• Data to use:
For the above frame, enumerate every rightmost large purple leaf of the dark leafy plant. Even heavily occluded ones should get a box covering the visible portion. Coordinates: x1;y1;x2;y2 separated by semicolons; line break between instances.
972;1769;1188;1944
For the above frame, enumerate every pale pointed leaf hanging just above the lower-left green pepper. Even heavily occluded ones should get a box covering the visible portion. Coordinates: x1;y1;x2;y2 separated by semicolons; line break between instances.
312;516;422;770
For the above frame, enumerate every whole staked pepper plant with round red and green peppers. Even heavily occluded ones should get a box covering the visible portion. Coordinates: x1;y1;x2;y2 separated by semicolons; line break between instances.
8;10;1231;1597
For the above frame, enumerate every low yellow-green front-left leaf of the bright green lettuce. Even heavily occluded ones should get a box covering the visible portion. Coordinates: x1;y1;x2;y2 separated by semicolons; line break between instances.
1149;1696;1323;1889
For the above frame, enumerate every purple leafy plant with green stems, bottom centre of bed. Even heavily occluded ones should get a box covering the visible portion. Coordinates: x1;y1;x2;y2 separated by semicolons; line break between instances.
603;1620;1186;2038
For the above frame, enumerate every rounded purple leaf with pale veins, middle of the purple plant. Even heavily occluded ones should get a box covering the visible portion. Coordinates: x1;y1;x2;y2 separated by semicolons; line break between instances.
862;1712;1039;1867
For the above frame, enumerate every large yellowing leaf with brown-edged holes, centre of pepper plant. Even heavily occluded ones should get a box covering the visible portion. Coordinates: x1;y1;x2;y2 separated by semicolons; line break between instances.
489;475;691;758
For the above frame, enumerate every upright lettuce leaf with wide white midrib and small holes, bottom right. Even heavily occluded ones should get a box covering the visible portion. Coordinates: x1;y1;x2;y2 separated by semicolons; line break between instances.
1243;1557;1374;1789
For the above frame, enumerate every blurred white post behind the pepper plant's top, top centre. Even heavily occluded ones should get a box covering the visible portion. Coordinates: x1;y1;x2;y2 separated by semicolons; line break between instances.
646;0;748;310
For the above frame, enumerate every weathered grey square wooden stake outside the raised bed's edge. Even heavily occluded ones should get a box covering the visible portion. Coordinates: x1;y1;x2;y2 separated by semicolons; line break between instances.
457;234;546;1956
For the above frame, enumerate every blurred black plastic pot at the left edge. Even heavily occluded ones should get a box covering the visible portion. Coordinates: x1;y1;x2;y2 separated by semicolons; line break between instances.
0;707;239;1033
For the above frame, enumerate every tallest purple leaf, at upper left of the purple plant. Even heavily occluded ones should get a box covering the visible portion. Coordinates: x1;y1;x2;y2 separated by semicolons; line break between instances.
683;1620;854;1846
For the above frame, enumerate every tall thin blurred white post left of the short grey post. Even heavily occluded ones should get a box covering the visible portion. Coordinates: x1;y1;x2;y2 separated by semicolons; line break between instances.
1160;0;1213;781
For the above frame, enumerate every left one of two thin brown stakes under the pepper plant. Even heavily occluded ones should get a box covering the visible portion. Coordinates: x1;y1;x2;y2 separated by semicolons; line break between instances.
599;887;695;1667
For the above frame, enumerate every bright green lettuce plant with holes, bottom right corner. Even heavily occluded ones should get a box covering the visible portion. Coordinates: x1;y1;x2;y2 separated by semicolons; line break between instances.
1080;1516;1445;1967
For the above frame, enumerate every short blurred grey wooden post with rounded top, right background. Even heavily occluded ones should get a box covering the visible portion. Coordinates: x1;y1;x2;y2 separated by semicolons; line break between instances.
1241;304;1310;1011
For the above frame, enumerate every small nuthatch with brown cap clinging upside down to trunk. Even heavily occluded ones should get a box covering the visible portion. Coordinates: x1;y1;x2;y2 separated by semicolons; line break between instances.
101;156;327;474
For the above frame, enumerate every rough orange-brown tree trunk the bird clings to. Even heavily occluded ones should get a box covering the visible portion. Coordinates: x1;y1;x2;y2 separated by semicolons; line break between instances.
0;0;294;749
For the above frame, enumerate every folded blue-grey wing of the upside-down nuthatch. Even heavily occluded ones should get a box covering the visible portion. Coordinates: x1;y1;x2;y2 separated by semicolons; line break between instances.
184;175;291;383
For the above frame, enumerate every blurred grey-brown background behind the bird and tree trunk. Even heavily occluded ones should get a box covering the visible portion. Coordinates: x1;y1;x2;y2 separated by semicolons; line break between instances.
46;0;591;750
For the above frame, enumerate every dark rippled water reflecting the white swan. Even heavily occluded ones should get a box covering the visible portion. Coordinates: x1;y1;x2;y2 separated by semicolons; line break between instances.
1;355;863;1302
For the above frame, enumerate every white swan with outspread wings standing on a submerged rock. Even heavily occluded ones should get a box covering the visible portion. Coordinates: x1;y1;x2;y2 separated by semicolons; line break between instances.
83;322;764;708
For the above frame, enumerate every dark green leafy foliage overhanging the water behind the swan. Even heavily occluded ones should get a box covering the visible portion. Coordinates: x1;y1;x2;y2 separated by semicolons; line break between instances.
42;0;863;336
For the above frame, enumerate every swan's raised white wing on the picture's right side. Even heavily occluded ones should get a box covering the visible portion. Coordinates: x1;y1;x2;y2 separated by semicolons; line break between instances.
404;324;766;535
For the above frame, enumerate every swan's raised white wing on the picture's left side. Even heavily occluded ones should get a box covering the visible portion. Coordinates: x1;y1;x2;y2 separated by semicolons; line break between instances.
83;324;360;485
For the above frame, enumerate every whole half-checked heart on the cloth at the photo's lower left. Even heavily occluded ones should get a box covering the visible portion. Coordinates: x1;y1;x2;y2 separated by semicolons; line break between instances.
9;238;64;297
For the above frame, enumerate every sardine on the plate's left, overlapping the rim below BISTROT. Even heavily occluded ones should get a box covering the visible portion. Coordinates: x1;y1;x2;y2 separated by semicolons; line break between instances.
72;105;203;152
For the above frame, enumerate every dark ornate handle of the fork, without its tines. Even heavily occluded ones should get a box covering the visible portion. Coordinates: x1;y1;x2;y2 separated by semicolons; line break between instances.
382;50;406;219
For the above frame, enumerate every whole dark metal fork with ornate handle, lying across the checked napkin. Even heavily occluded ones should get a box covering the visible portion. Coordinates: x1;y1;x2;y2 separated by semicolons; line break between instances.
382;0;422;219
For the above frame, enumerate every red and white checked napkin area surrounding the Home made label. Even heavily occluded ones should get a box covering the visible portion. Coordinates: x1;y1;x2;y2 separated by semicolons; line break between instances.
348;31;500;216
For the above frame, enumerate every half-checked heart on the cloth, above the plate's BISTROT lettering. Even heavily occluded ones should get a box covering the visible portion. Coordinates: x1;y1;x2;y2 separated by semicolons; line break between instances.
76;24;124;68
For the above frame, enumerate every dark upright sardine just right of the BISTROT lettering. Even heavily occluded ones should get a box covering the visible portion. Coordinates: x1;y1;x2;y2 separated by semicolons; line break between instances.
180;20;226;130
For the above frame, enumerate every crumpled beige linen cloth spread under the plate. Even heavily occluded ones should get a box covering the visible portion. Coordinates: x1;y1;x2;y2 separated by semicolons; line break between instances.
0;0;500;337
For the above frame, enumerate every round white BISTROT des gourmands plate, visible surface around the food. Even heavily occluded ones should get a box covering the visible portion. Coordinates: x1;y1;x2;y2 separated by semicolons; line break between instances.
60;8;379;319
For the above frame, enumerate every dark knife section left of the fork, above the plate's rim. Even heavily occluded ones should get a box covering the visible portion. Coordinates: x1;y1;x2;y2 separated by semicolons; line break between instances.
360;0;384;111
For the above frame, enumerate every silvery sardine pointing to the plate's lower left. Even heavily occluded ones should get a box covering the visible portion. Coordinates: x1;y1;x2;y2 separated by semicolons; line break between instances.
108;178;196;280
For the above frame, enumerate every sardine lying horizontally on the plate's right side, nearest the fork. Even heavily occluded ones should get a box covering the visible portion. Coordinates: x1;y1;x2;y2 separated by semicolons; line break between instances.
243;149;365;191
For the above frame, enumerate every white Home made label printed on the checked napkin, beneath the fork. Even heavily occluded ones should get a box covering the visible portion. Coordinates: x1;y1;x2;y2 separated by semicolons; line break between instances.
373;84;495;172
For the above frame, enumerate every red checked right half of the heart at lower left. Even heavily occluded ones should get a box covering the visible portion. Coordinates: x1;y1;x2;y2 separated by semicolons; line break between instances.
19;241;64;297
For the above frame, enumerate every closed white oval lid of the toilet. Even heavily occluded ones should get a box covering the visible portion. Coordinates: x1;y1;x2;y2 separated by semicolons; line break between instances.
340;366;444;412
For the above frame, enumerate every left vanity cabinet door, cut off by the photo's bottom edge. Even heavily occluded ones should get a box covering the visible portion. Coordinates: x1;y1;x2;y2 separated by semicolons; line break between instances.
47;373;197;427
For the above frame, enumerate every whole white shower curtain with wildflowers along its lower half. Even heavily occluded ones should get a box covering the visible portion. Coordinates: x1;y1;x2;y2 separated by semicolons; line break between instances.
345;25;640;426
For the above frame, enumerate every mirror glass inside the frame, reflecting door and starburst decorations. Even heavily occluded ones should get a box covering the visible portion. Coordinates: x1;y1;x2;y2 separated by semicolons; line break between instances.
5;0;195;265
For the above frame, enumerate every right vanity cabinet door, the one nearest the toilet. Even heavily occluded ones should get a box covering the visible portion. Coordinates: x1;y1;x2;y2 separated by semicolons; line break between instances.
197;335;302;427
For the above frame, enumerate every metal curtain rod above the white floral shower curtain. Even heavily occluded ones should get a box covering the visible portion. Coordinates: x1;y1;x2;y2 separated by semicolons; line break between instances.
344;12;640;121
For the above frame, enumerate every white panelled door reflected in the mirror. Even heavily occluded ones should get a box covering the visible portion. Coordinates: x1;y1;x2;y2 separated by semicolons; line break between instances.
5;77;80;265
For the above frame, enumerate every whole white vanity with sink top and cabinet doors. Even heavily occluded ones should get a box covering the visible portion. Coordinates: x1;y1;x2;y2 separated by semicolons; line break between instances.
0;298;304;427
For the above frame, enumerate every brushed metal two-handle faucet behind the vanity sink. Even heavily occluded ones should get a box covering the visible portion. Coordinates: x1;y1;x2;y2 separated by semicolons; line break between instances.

• Work item: Write out again only the lines from the one with "For the above frame, enumerate every metal" through the last line of the records above. Keep every word as it stands.

• Answer to this exercise:
For the above frame, enumerate every metal curtain rod above the white floral shower curtain. Even heavily occluded ones should get a box covering the visible portion. Coordinates: x1;y1;x2;y2 separated by semicolons; line break between instances.
344;12;640;121
For the above frame, enumerate every white panelled door reflected in the mirror. Even heavily occluded ones should get a box covering the visible portion. Coordinates: x1;y1;x2;y2 separated by semicolons; line break between instances.
5;77;80;265
For the above frame, enumerate every whole white vanity with sink top and cabinet doors. Even heavily occluded ones should get a box covering the visible portion. Coordinates: x1;y1;x2;y2 separated by semicolons; line break between instances.
0;298;304;427
For the above frame, enumerate every brushed metal two-handle faucet behind the vanity sink. Even heavily occluded ones should get a box covering the visible portion. Coordinates: x1;y1;x2;y2 separated by semicolons; line break between instances.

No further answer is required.